Record extracts |
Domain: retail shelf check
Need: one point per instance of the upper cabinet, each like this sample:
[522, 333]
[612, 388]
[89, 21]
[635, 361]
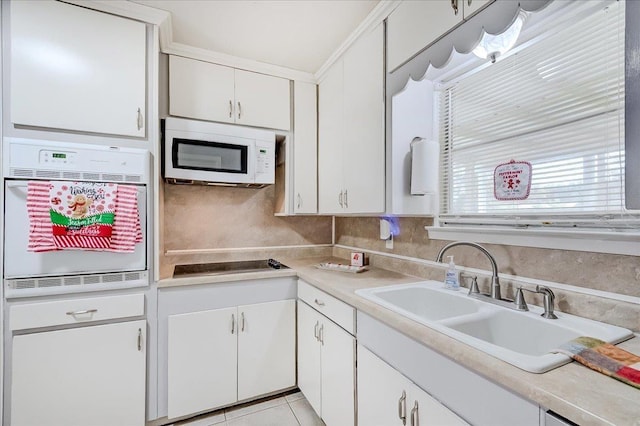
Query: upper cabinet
[207, 91]
[77, 69]
[305, 148]
[414, 25]
[351, 147]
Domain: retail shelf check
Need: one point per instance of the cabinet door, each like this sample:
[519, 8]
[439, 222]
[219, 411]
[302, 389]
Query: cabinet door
[413, 25]
[200, 90]
[77, 69]
[305, 148]
[92, 375]
[309, 355]
[382, 392]
[262, 100]
[364, 147]
[429, 411]
[472, 6]
[331, 140]
[202, 361]
[266, 348]
[338, 374]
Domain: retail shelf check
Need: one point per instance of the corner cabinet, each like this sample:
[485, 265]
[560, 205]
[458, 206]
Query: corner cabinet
[77, 69]
[326, 355]
[351, 147]
[254, 351]
[385, 397]
[305, 148]
[212, 92]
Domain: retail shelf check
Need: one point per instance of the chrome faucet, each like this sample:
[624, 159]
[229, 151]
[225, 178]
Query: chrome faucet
[548, 301]
[495, 281]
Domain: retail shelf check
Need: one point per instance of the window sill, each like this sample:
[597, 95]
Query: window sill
[627, 243]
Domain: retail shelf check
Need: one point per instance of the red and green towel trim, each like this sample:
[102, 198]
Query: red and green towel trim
[605, 358]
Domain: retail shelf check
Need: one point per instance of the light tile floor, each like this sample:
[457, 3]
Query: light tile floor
[290, 409]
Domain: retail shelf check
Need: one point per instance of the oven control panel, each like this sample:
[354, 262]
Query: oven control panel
[57, 157]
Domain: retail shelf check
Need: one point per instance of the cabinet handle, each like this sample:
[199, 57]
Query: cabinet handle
[415, 416]
[86, 311]
[454, 5]
[140, 122]
[402, 408]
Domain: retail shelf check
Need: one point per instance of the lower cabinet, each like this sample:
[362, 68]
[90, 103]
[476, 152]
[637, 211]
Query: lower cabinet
[221, 356]
[83, 376]
[326, 366]
[387, 398]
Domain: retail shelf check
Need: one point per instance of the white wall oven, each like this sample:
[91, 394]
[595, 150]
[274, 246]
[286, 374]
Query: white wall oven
[75, 217]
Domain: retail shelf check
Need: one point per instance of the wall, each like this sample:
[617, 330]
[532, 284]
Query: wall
[209, 224]
[600, 286]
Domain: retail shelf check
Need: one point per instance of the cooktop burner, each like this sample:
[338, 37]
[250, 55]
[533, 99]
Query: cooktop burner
[228, 267]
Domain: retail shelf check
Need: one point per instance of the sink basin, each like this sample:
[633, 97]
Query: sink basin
[422, 301]
[523, 339]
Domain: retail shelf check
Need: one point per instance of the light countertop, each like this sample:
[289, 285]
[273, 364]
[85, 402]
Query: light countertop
[574, 391]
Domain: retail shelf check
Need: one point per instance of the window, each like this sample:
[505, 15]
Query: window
[557, 102]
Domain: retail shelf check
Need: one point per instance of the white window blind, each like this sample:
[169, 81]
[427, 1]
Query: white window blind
[557, 103]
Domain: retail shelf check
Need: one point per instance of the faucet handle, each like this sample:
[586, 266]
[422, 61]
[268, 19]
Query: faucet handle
[521, 304]
[473, 288]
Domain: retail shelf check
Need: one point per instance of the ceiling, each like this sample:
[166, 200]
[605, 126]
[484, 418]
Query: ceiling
[297, 34]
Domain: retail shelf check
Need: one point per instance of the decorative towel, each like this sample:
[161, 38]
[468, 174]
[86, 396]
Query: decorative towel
[125, 230]
[605, 358]
[82, 214]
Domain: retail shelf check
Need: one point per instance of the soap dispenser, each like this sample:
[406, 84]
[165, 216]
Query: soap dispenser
[451, 278]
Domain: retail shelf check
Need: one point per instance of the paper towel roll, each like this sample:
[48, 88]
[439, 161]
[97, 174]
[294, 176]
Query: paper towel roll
[424, 166]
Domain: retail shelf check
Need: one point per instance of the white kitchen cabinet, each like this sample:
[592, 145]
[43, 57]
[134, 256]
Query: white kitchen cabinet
[82, 376]
[252, 346]
[414, 25]
[386, 397]
[305, 148]
[207, 91]
[202, 361]
[266, 348]
[351, 130]
[77, 69]
[326, 362]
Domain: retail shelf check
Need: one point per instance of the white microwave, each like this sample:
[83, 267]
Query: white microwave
[212, 153]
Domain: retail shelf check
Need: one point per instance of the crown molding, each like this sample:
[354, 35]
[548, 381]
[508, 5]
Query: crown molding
[375, 17]
[179, 49]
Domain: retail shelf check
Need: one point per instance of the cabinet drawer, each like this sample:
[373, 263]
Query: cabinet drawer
[334, 309]
[75, 311]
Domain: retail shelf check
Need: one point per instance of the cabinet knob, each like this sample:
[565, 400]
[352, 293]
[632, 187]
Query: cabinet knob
[139, 340]
[140, 120]
[402, 408]
[415, 416]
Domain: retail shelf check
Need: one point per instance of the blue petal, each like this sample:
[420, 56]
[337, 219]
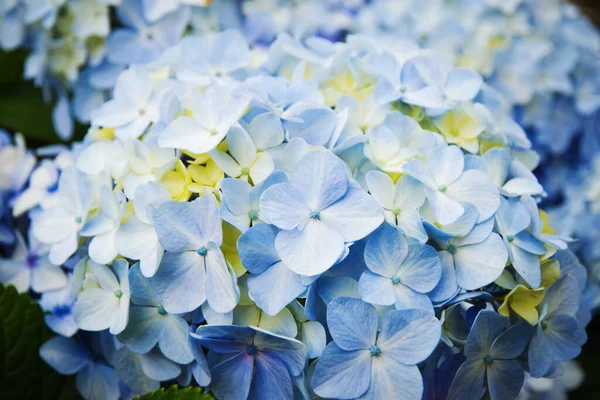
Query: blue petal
[271, 380]
[275, 288]
[175, 232]
[447, 286]
[376, 289]
[310, 251]
[98, 382]
[143, 329]
[486, 328]
[321, 178]
[180, 282]
[480, 264]
[291, 352]
[469, 381]
[512, 342]
[393, 380]
[385, 251]
[65, 355]
[237, 369]
[222, 292]
[342, 374]
[421, 269]
[505, 379]
[408, 336]
[354, 216]
[282, 206]
[223, 339]
[342, 314]
[256, 248]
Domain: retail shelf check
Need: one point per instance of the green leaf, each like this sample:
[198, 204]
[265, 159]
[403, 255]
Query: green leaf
[23, 374]
[175, 393]
[22, 107]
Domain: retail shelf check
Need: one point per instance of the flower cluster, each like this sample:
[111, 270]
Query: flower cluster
[79, 47]
[351, 219]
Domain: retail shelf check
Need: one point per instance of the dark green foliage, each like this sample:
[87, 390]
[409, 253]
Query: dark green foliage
[175, 393]
[23, 374]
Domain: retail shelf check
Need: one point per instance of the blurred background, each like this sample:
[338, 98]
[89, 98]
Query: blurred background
[23, 109]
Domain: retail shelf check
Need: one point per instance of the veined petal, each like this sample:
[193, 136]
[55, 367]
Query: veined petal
[310, 251]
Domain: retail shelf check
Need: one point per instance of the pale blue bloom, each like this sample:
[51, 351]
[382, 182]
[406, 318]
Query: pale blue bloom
[553, 240]
[400, 272]
[104, 225]
[257, 252]
[510, 175]
[140, 42]
[409, 82]
[144, 372]
[512, 221]
[193, 270]
[149, 324]
[95, 379]
[12, 25]
[449, 186]
[59, 226]
[398, 140]
[311, 333]
[132, 107]
[104, 301]
[558, 335]
[136, 238]
[469, 261]
[362, 363]
[282, 323]
[213, 57]
[240, 203]
[400, 201]
[260, 363]
[317, 212]
[213, 114]
[58, 305]
[248, 147]
[555, 120]
[491, 350]
[29, 268]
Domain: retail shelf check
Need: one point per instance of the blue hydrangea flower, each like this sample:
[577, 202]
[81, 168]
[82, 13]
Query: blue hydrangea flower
[149, 324]
[409, 82]
[212, 57]
[257, 252]
[29, 268]
[510, 175]
[376, 358]
[140, 42]
[318, 211]
[558, 335]
[448, 185]
[240, 203]
[193, 269]
[144, 372]
[398, 140]
[58, 305]
[95, 379]
[512, 220]
[491, 352]
[400, 201]
[469, 261]
[260, 363]
[104, 301]
[400, 272]
[136, 238]
[247, 157]
[59, 226]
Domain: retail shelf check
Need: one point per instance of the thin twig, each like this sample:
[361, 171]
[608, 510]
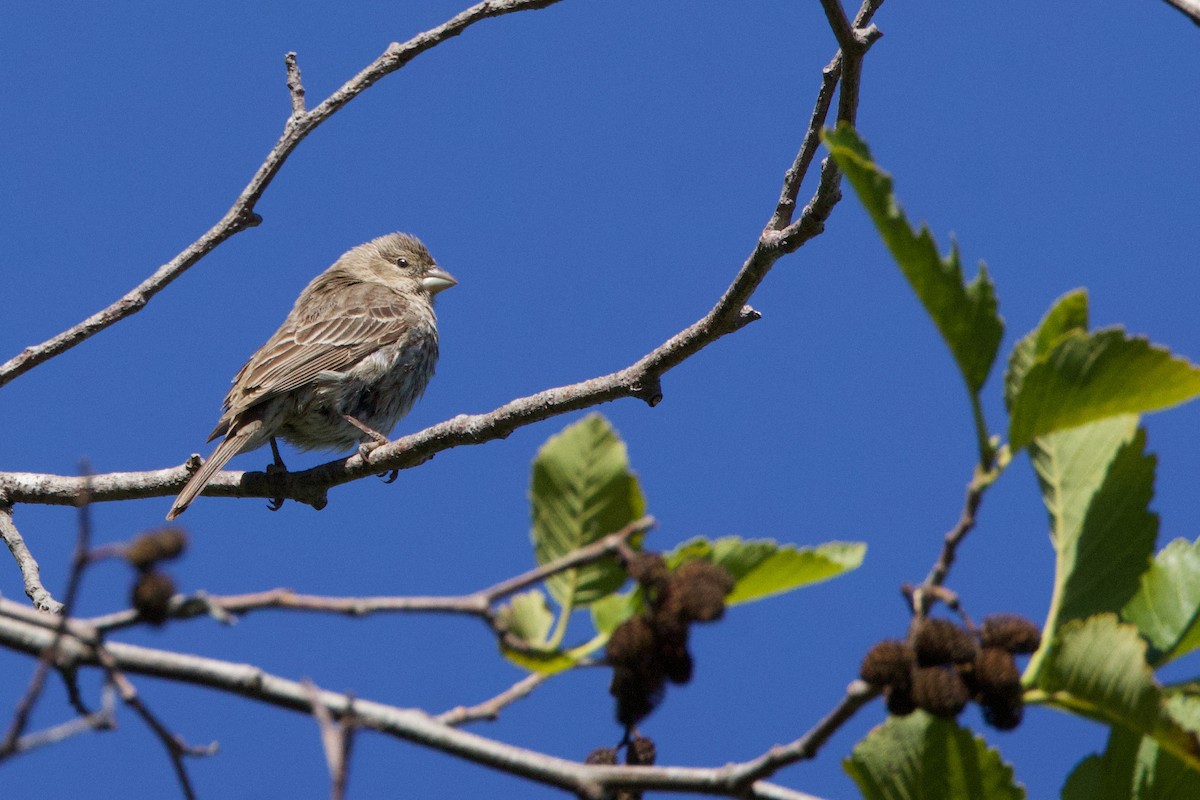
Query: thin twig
[491, 708]
[953, 537]
[48, 657]
[858, 695]
[336, 739]
[1189, 8]
[105, 719]
[30, 572]
[177, 749]
[294, 85]
[241, 215]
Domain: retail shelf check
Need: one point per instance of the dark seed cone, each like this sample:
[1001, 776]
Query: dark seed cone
[601, 756]
[637, 693]
[156, 546]
[995, 675]
[941, 642]
[641, 752]
[1003, 716]
[676, 661]
[1011, 632]
[888, 663]
[900, 702]
[151, 596]
[701, 588]
[631, 642]
[940, 691]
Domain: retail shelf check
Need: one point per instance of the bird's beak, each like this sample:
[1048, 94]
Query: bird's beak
[437, 280]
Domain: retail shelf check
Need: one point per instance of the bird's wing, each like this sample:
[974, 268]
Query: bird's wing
[365, 318]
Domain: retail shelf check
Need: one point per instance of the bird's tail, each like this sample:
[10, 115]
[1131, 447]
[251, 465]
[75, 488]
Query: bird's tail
[225, 451]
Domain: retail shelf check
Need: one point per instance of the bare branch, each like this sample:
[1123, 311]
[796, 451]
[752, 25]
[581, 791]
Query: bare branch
[491, 709]
[336, 739]
[48, 656]
[477, 603]
[1189, 8]
[640, 379]
[21, 631]
[241, 215]
[177, 749]
[29, 570]
[858, 695]
[294, 85]
[101, 720]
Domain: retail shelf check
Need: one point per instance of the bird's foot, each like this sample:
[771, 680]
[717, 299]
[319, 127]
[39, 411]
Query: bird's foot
[276, 470]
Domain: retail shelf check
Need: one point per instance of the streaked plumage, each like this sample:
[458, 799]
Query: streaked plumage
[361, 341]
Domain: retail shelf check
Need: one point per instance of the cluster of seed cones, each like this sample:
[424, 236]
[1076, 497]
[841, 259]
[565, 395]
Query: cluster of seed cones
[649, 649]
[154, 589]
[941, 667]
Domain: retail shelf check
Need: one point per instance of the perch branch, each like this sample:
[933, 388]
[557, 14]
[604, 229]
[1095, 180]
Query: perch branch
[640, 379]
[241, 215]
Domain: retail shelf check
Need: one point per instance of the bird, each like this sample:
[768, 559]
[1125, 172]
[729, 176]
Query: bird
[353, 355]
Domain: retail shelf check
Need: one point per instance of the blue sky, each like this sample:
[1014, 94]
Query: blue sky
[593, 174]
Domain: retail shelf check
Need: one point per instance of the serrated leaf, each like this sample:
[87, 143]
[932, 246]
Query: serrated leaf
[546, 662]
[1101, 663]
[919, 757]
[610, 612]
[762, 567]
[1097, 483]
[1167, 607]
[965, 313]
[1087, 377]
[527, 617]
[1066, 316]
[581, 491]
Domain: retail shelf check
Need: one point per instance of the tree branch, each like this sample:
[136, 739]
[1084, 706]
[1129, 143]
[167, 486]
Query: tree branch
[641, 379]
[19, 630]
[30, 572]
[1189, 8]
[477, 603]
[241, 215]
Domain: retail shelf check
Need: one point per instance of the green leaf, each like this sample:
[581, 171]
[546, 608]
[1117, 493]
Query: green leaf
[762, 567]
[965, 313]
[1167, 607]
[1097, 668]
[1132, 768]
[581, 491]
[919, 757]
[610, 612]
[527, 617]
[1066, 316]
[1087, 377]
[1101, 663]
[528, 621]
[1097, 483]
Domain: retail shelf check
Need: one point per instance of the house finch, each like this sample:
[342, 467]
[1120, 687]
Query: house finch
[348, 362]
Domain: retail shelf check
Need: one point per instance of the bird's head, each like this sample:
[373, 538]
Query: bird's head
[401, 262]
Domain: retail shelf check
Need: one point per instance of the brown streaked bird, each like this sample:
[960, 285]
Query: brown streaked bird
[354, 354]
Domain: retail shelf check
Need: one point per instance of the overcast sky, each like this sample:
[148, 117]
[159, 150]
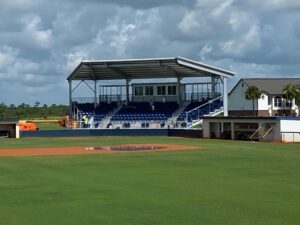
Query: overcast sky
[41, 41]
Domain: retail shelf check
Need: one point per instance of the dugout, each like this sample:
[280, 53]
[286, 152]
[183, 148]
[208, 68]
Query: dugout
[282, 129]
[9, 128]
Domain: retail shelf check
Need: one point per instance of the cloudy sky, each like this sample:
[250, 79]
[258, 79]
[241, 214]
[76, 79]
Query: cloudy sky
[41, 41]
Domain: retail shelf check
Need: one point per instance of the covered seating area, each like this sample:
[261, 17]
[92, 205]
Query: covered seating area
[167, 100]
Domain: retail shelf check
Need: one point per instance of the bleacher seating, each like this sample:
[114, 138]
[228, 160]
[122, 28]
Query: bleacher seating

Exercise brief |
How many lines in the listing contain the word "bleacher"? Answer with the count and nothing else.

Solution for this task |
2